===== Отрывок для чтения =====
Шрифт:
Впрочем, начиная с 5-го класса, какие-то признаки самостоятельной интеллектуальной и духовной жизни начали проявляться и у меня. В целом наша семья, т.е. мать и брат, была весьма книжная. Книги покупались и по одной и собраниями сочинений, брались в библиотеках и у знакомых. Мать всегда очень занятая, всё же находила время почитать хоть перед сном, брат же, если был дома, читал их непрерывно: во время еды, в туалете, расхаживая по комнате и, кажется, даже моясь в ванной. Его манера кушать с книгой раздражала маму и Мотю. Мотя усматривала в этом неуважение к её поварским трудам, мама, имея мало времени общаться с нами, хотела, чтобы мы, т.е. прежде всего Феликс, разговаривал с ней за обедом или ужином, а не сидел, уткнувшись носом в книгу, не слыша её слов. Его просиживание часами в туалете с книгой раздражало уже всех, кому туда надо было. Но раздражение всегда сдерживалось пониманием, что ему это надо, всё это окупится с лихвой. Во всяком случае, в доме у нас всегда было полно книг и в книжных шкафах, и на полках, и разбросанных где попало, раскрытых или заложенных закладками. Но я в них до поры до времени не заглядывал, и это воспринималось всеми даже более естественно, чем непрерывное чтение моего брата. Мать была довольна уже тем, что её не вызывают в школу и не жучат за младшего сына – двоечника. Так что никто не пытался ни приохочивать меня, ни тем более заставлять. И, слава Богу. Ибо теперь, зная себя, я понимаю, что это пошло бы мне во вред и только затормозило развитие, очень уж не терпит моя натура принуждения.
Но вот однажды зимним вечером, когда на улице была отвратительная погода, и не слышно было воплей «Алик! Выходи!», я поточил какое-то время лясы с Мотей на кухне, пока она не начала клевать носом и не задремала сидя, потом от нечего делать сунул свой нос в книгу, которая лежала на столе открытой. Это был толстенный потрепанный том со страницами, покрытыми мелким шрифтом с ятями. Называлась она, насколько помню, «Судъ Шемякиных». Это была какая-то страшная нудьга из жизни дореволюционного мещанства с судебными тяжбами и т. п. Решительно не могу сейчас восстановить, что меня тогда в ней заинтересовало, только почитав её немного с середины, я перешел к началу и читал её весь тот вечер и последующие дни, пока не кончил. Через пару дней застал меня за этим занятием мой братец и, весьма удивившись, сказал: «Ну, раз уж ты начал читать взрослые книги (до этого я все же прочел несколько сказок из числа тех, что мама покупала мне на дни рождения), то пора принести тебе чего-нибудь настоящего». И он принес мне «Овода» Этель Лилиан Войнич. Я до сих пор благодарен ему за это. Он очень точно угадал, что подойдет моей натуре. Книга захватила меня и с тех пор, я стал человеком читающим. Ну не так обильно, как мой брат, – я, по-прежнему, принимал участие во всех дворовых играх, драках дом на дом и улица на улицу, походах в лес за грибами и ягодами, рыбалках и т.д., о чем нисколько не жалею, оглядываясь назад. Но находил время и для чтения. Главное же, под руководством брата у меня быстро и на всю жизнь выработался хороший (так я считаю) литературный вкус и я не только привык читать хорошие книги, но, что не менее важно, – не читать плохих.
=====
*Что требуется*:
Ответьте по отрывку на три вопроса и пометьте ответы теми же буквами:
(а) Чью манеру есть с книгой не выносили мама и Мотя?
(б) Какую книгу рассказчик нашел открытой на столе зимним вечером?
(в) Что брат принес ему после этого?
===== Выдержки из строк =====
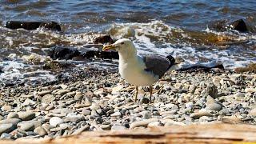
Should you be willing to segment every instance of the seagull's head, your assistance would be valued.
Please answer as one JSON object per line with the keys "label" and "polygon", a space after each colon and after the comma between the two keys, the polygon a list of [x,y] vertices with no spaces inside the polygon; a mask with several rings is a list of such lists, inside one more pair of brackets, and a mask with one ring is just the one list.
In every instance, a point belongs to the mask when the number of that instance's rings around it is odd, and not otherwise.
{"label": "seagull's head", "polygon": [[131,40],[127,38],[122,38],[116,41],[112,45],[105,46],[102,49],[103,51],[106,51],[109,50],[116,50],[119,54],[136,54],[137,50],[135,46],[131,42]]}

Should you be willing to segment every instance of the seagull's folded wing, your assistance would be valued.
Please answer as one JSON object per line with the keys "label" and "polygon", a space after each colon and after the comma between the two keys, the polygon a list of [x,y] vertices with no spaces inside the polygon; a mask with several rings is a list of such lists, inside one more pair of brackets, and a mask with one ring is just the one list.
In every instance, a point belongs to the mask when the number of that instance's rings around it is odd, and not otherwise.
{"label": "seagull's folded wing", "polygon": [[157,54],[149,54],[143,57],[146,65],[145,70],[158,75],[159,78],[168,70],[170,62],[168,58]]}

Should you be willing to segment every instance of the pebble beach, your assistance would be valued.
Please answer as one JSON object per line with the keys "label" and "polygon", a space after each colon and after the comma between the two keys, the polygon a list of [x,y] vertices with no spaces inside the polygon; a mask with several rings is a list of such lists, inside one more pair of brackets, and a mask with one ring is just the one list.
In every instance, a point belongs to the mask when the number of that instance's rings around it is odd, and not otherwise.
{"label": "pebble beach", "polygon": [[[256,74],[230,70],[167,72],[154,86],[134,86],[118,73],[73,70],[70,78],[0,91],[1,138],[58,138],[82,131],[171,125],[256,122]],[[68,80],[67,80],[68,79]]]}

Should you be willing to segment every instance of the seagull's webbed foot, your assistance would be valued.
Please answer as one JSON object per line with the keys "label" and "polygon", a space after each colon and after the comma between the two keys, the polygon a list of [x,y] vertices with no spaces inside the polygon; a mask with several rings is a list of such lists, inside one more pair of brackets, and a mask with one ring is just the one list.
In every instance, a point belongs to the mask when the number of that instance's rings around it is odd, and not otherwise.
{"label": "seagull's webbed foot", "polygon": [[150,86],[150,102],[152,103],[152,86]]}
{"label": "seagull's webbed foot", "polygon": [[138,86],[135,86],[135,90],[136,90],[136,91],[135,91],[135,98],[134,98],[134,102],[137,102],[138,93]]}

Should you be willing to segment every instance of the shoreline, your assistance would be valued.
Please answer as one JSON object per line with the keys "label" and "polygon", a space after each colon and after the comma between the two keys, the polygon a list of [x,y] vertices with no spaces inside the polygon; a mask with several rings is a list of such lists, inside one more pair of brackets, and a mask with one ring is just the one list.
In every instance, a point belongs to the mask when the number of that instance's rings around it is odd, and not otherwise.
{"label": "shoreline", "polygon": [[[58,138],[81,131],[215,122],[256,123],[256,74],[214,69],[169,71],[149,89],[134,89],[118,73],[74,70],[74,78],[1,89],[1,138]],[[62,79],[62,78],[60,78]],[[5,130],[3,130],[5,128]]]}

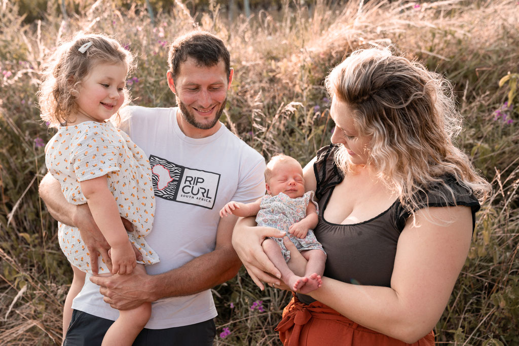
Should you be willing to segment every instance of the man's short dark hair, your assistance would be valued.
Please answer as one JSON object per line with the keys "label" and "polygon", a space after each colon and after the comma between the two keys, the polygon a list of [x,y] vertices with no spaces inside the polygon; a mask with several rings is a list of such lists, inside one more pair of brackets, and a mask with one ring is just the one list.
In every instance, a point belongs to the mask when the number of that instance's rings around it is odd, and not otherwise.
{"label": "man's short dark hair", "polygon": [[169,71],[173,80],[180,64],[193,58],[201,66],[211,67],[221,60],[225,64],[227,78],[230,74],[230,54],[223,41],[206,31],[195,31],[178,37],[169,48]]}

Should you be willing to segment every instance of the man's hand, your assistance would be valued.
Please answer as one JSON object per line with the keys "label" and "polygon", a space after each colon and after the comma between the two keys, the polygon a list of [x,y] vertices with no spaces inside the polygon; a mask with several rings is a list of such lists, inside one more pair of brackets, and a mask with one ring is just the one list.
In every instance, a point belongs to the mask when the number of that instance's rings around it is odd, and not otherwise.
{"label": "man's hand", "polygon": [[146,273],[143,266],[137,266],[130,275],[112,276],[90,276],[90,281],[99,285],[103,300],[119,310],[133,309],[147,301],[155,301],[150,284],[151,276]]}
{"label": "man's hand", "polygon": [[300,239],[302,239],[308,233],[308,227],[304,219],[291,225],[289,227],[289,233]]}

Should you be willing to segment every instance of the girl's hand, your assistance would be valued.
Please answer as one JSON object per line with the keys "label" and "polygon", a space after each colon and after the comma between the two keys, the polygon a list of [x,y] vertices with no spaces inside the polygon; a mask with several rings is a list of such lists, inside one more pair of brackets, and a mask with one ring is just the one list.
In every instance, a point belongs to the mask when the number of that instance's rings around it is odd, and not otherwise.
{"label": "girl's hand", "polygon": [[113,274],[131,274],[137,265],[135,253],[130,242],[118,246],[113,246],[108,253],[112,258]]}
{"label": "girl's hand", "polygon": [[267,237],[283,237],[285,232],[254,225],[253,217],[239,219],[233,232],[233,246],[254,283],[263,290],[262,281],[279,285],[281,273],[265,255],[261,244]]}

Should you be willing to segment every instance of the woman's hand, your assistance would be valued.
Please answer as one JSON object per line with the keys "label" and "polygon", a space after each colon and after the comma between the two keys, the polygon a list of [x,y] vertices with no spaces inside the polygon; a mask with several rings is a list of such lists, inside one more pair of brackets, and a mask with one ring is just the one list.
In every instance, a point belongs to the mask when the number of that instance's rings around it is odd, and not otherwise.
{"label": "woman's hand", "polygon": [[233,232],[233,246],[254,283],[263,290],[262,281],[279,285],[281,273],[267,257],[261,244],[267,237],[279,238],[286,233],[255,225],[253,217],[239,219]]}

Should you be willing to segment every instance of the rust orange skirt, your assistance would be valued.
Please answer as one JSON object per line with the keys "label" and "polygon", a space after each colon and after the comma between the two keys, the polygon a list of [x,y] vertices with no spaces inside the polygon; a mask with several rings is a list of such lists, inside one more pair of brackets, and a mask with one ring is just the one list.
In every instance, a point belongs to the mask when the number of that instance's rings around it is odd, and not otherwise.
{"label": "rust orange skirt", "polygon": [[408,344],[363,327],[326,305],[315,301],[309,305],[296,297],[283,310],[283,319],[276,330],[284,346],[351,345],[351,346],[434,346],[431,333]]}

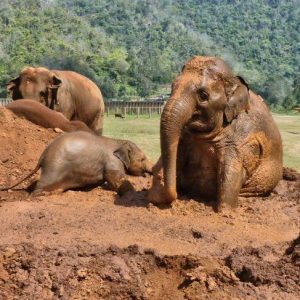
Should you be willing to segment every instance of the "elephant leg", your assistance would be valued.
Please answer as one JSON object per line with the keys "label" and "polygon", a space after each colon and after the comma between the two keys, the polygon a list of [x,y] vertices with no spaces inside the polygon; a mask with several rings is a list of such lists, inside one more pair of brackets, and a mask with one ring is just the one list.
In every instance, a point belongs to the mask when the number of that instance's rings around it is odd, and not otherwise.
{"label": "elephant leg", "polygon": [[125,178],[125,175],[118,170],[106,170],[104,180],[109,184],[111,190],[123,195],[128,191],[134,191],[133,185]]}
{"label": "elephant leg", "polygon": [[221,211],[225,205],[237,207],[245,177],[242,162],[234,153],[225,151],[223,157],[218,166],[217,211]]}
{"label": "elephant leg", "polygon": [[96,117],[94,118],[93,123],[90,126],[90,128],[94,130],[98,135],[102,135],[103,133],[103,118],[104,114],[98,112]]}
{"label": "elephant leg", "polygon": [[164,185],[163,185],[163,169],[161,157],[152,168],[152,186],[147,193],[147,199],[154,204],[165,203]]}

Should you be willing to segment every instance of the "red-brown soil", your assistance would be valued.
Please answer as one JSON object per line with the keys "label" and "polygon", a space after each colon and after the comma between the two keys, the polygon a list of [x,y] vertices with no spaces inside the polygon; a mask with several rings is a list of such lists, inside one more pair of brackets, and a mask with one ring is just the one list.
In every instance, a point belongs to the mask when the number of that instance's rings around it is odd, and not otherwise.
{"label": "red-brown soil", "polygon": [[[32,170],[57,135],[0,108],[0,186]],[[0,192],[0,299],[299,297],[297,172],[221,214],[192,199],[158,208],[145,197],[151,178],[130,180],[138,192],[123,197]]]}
=====
===== Выдержки из строк =====
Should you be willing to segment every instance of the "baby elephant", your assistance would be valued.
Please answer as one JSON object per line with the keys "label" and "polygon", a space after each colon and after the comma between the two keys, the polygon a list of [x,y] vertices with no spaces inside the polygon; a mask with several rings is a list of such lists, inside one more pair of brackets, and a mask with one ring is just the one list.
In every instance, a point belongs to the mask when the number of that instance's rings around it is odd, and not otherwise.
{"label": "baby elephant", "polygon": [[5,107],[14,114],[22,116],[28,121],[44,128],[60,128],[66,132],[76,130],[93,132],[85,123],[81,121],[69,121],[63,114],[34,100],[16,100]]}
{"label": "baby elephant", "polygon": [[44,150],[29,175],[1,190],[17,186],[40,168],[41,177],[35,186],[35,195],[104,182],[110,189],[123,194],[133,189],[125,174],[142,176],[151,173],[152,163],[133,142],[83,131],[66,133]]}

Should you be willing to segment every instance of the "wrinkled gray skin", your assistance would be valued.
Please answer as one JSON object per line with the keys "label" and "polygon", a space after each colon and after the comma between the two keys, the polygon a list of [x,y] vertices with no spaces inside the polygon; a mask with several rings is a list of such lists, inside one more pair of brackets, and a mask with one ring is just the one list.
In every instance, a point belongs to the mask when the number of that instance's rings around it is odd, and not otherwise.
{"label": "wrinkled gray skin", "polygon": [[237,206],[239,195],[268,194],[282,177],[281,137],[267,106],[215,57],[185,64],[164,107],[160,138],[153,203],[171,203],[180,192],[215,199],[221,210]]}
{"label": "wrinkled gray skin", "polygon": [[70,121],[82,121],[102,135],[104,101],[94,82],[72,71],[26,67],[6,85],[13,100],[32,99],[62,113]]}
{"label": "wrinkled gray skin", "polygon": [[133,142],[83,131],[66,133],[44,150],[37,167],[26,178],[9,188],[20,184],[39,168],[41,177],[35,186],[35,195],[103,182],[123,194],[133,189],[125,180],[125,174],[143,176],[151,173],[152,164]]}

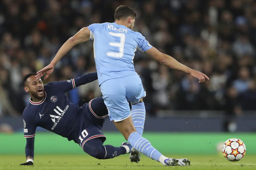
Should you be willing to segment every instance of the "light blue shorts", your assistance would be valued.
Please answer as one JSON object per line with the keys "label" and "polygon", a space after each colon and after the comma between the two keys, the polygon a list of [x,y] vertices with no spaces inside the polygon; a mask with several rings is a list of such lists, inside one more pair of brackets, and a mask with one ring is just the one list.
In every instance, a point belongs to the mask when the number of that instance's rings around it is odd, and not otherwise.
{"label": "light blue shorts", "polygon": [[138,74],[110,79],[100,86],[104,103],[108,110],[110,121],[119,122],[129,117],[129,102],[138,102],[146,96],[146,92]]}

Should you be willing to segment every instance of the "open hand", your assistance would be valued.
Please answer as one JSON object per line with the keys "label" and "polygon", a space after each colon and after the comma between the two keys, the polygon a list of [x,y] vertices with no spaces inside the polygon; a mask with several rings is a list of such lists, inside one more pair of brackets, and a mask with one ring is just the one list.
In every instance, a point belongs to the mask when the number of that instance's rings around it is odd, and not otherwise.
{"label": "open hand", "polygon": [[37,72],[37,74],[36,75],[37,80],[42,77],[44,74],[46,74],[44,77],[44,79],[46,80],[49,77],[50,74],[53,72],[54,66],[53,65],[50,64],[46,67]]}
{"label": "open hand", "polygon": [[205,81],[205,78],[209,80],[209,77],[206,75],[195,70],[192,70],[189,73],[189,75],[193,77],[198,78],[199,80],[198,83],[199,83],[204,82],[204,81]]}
=====
===== Выдержки из строк =====
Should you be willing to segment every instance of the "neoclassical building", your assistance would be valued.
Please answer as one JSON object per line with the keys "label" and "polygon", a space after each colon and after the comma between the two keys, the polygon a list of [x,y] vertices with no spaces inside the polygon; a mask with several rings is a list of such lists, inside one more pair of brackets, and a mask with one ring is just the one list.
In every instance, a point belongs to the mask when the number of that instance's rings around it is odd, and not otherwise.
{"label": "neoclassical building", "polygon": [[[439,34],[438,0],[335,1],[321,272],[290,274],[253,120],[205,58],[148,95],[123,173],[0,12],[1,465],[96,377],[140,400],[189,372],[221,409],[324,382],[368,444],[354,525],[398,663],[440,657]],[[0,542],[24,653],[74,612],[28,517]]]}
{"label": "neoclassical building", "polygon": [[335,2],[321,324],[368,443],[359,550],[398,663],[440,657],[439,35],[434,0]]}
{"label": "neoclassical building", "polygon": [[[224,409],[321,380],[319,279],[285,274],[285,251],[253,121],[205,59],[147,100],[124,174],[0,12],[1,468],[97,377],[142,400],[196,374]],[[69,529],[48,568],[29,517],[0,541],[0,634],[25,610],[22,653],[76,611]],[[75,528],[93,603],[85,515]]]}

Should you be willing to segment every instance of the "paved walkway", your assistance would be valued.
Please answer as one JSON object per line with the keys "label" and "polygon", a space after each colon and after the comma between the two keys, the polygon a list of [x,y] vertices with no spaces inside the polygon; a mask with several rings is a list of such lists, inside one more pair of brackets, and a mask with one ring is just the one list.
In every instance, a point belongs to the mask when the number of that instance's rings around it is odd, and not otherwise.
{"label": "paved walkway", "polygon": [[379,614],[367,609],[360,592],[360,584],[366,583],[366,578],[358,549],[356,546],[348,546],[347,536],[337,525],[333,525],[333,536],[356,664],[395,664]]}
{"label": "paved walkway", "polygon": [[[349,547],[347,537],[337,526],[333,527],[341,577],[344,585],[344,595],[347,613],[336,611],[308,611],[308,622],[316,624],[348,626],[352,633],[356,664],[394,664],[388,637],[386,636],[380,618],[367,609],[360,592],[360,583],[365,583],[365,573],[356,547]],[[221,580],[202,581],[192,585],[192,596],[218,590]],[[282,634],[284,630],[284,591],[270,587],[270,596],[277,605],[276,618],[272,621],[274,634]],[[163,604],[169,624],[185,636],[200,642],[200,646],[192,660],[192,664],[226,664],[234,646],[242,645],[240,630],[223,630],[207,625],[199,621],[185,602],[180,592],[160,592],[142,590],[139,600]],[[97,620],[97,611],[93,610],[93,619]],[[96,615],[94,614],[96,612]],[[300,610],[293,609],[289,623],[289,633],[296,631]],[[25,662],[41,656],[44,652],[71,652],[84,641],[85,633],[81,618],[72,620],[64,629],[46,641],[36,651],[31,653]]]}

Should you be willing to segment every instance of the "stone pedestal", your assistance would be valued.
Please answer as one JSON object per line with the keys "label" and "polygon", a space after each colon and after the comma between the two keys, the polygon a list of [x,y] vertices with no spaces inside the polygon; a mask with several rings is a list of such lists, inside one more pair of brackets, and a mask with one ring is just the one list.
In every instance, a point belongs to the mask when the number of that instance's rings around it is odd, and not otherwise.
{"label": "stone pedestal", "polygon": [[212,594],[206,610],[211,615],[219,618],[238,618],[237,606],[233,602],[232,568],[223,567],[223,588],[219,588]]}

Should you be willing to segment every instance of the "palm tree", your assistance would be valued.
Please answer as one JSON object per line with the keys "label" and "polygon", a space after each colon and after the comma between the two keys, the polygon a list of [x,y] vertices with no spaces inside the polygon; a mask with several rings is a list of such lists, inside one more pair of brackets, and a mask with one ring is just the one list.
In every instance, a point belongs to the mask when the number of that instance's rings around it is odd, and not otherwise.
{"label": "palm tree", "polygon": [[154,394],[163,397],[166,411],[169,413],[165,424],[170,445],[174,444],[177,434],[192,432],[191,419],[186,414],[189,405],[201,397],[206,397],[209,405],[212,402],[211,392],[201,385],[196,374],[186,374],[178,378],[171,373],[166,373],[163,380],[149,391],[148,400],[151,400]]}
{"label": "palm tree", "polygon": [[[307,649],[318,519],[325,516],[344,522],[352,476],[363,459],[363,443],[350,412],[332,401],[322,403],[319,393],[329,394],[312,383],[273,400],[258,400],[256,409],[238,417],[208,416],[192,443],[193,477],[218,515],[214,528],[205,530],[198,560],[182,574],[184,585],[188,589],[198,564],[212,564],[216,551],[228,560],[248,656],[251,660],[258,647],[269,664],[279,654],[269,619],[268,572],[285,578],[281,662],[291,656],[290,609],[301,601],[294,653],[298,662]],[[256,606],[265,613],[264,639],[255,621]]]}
=====
*Выполненное задание*:
(а) Манеру брата рассказчика, Феликса.
(б) Толстый потрепанный том «Судъ Шемякиных».
(в) «Овода» Этель Лилиан Войнич.